■ **Excerpt to read**:
Difficult Years of Youth

In my youth I experienced for the first time what was expected of a girl.

Even my father, a kind man, was of the opinion: "Never have women accomplished anything." Is one supposed to grow up with this?!

 

I suffered at school and was often ill.

The drawing "The schoolbook" was my answer to school-mathematics. I felt at home in poetry and I read mainly the romantics.

 

We lived then in Steinen, a village in the South of Germany, half an hour from Basel.

My father had a doctor's practise there.

He was concerned with the loneliness of the country folk. This lead him to take up communication with Jung, whose theories were discussed at home.

 

When I was 14, I began to record my significant dreams.

"In a cemetery, an old woman walks slowly up the path. On her shoulders she carries three coffins. In the little chapel she takes her three dead daughters out of the coffins, and she scrapes with her foot on the ground.

Suddenly an oval opening is created. In it lies a snake that winds itself around a rod. The snake transforms itself into a huge wildcat and wants to attack the woman by the throat. The woman gives it a kick. The animal flies against the wall, where behind each dead daughter lies an apple. The wildcat says: Bite into the apple bite into the apple."

 

When I was 17, I got to know young men. They said things like 'Everything about a woman is a mystery, its solution the child', and they divided women into honorable wives and despicable whores. I immediately thought, count me out! So I painted the "Strangling angel" an ex voto against getting pregnant.

I did not want to be degraded into a child-producing cow.

Tarot Prophecy

Then when I was 18, I felt so depressed that I wanted to commit suicide again.

I went to Basel to see my grandmother, so that she would read the tarot for me. I knew she had a gift for it.

"After times of feeling out of balance, you will become sure in yourself, even very confident.

■ **Source material**:
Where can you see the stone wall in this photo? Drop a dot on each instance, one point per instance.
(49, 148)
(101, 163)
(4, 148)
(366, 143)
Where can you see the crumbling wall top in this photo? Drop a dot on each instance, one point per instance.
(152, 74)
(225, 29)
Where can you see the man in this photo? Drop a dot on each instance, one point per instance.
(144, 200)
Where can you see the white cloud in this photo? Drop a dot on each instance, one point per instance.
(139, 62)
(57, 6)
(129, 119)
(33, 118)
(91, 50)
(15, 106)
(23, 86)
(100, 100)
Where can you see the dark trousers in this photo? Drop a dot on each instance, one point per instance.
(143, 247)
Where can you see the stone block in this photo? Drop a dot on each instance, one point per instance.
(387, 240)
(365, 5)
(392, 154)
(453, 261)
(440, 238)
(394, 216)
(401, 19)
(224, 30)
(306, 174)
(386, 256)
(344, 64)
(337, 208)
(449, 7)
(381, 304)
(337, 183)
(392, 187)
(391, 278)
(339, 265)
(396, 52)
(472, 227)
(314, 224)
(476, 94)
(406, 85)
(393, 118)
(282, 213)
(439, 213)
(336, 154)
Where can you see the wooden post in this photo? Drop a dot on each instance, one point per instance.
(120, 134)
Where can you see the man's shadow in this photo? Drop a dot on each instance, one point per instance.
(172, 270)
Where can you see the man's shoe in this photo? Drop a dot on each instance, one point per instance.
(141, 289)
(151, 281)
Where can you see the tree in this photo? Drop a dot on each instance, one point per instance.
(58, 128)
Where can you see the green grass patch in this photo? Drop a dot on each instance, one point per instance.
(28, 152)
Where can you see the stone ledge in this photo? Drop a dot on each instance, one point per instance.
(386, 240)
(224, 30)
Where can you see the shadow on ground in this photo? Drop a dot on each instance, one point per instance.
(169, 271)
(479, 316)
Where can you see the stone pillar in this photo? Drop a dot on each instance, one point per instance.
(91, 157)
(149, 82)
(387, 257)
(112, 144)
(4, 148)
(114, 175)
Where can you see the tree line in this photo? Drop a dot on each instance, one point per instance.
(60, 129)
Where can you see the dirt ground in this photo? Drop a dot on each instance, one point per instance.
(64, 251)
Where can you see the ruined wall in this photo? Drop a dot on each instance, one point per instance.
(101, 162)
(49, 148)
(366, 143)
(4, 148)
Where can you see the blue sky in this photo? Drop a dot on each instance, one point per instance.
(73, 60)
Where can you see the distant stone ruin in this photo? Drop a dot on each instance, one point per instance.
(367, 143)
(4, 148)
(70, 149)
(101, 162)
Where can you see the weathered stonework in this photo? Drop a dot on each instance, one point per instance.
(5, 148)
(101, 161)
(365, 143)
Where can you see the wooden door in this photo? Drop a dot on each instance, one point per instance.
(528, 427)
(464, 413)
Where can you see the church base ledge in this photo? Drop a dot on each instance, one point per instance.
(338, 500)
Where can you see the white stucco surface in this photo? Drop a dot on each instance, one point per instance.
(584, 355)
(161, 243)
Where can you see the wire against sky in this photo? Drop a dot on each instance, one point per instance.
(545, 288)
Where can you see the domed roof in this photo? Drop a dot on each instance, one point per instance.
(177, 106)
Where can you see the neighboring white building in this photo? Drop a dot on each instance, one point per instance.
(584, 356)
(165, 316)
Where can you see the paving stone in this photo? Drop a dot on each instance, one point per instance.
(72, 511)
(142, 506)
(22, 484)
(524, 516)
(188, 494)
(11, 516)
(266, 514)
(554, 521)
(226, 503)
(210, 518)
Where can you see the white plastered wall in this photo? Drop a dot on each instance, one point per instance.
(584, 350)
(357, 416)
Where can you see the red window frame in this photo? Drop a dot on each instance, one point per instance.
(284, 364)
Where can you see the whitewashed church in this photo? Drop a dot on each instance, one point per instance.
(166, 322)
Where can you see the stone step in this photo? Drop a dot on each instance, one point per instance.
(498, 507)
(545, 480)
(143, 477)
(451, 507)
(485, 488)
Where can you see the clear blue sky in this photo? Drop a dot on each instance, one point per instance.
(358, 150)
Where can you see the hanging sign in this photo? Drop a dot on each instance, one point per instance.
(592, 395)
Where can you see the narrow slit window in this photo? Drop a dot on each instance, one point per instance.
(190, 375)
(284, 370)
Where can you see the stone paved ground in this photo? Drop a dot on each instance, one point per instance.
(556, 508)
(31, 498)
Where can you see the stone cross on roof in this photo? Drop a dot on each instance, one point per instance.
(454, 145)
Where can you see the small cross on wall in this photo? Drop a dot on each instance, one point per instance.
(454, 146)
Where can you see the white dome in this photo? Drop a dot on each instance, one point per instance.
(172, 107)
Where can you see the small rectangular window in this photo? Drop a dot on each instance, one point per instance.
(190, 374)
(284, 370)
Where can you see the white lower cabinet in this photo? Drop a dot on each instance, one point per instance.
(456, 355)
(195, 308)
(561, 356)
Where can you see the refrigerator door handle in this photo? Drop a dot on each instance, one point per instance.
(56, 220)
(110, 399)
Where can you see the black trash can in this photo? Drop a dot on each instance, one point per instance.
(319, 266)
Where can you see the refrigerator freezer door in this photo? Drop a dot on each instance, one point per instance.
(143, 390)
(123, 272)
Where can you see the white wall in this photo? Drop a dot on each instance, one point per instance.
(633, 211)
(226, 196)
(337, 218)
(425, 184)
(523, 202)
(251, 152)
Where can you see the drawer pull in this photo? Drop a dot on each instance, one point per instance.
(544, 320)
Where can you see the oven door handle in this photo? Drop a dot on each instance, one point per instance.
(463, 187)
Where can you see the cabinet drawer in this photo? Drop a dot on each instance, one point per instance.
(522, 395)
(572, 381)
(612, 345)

...

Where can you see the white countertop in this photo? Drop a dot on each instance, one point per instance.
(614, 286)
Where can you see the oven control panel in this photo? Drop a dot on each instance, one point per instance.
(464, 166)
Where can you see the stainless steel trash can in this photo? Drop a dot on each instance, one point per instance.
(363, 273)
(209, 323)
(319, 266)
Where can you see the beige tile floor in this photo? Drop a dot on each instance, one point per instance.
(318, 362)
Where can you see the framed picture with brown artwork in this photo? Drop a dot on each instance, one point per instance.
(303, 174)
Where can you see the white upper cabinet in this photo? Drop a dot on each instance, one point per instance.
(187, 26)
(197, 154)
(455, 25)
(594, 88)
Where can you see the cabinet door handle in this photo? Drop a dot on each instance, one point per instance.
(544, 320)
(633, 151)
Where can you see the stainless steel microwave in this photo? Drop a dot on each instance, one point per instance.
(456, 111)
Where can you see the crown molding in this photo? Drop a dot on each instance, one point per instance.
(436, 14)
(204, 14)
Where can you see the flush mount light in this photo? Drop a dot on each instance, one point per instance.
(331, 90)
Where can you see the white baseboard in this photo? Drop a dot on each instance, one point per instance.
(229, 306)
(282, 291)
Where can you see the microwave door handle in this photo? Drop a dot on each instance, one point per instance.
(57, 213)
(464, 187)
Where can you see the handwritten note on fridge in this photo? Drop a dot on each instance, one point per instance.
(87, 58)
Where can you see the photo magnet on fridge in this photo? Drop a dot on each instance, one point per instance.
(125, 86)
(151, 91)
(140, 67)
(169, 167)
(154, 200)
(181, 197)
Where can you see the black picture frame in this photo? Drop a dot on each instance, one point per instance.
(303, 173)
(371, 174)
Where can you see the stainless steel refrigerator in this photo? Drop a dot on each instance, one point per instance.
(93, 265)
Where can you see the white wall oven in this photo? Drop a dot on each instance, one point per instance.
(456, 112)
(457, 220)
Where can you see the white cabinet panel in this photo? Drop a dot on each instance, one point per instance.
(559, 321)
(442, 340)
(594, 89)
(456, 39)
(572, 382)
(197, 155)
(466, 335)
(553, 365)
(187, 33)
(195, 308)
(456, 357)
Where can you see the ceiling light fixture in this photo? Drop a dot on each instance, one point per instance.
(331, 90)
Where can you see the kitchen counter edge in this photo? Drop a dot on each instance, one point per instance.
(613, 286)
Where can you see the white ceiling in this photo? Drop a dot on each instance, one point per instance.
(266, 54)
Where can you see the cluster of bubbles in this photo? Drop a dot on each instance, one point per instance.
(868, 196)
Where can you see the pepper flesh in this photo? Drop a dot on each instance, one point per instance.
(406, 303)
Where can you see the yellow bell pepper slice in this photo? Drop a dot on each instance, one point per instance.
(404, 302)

---

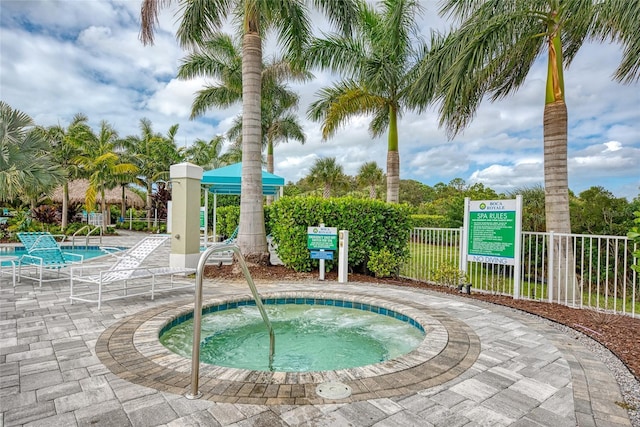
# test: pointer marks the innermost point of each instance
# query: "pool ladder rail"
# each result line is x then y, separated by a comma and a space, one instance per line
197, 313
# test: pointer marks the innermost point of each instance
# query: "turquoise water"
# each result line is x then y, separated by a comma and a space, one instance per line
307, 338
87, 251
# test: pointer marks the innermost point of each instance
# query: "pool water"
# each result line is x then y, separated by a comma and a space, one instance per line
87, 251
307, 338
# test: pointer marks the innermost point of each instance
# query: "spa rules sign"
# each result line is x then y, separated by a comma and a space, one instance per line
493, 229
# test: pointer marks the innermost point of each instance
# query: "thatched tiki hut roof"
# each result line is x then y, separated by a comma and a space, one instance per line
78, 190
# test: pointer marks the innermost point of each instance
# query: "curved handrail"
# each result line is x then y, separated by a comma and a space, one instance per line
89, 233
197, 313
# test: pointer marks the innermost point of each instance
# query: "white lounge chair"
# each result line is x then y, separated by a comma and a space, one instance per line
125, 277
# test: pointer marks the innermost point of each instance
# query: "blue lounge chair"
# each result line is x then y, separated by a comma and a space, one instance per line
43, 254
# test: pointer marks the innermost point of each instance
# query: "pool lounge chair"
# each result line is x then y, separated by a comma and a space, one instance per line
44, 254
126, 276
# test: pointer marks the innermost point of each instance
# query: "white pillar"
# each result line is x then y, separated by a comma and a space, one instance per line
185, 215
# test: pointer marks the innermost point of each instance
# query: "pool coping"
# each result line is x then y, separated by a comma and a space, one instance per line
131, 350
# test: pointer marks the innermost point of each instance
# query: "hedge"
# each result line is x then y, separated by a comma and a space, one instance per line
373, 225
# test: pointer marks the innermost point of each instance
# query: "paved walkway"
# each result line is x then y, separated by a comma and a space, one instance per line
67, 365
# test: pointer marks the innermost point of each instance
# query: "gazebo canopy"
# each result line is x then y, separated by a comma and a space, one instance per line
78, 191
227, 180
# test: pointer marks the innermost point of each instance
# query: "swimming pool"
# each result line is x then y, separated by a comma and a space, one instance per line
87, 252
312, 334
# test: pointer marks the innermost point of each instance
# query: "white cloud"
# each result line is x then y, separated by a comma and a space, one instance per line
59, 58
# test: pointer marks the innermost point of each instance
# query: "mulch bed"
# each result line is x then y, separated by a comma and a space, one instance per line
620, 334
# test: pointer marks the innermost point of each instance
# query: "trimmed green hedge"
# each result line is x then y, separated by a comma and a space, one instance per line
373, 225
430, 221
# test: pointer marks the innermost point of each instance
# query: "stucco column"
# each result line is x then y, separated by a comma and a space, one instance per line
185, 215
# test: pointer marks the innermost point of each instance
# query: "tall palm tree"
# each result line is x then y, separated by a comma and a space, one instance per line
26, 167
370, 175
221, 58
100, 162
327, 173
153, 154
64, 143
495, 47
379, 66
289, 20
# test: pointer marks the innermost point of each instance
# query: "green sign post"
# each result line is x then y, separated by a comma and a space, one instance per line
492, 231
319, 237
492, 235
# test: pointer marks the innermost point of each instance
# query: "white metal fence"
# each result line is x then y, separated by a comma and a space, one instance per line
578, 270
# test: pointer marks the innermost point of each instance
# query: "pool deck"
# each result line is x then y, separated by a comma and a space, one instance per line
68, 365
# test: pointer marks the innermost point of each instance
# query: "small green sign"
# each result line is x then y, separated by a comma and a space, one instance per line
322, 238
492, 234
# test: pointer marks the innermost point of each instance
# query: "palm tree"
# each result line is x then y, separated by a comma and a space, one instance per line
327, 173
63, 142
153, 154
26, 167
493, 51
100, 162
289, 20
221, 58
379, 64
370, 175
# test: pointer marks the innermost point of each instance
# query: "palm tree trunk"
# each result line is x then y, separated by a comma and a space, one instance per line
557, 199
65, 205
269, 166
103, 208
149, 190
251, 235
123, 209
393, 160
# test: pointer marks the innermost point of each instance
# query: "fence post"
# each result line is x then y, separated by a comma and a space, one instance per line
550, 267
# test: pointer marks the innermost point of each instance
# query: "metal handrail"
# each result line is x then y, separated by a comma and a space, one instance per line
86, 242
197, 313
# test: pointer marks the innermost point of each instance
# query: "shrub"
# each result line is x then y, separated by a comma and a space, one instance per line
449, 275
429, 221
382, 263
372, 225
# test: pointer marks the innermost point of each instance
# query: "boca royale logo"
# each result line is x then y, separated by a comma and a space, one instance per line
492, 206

■ **Apply what you read**:
- a) In the excerpt about difficult years of youth, at what age did the writer begin to record significant dreams?
- b) Reproduce the part of the youth memoir from "Even my father, a" to "was often ill.".
- c) Resume the youth memoir from the point where it stops, continuing after its final sentence.

■ **Answers in order**:
- a) At 14.

- b)
Even my father, a kind man, was of the opinion: "Never have women accomplished anything." Is one supposed to grow up with this?!

 

I suffered at school and was often ill.

- c)
What you do depends mainly upon you.

Until your artistic success you will find yourself in a struggle with yourself.

The way to that point will be difficult. You will have to go through 'heaven and hell', until, shortly before the breakthrough, you will find something surprising within you, you will have a flash of insight.

Your journey takes you through restlessness and travels. But there will always be something or somebody to guide and support you.

You completely live your 'calling', although you will be loved very much.

You will suffer the greatest pain due to the death of a friend or relative.

A great deal of suffering will come into your family home, but there will also be better times.

You will get to know many men, who will partly love you, but also women will enter into your circle of friends.

If you should ever marry, then it would be to a mature man. In the cards of the house there is a man, who you will love."

What my grandmother foretold, gave me a lot of courage. It was the most important thing for a long time.

 

From an early age I frequented the artist circles of Basel.

There I met Irène Zurkinden, a painter and passionate dancer. I admired her especially for her vehement passion for life.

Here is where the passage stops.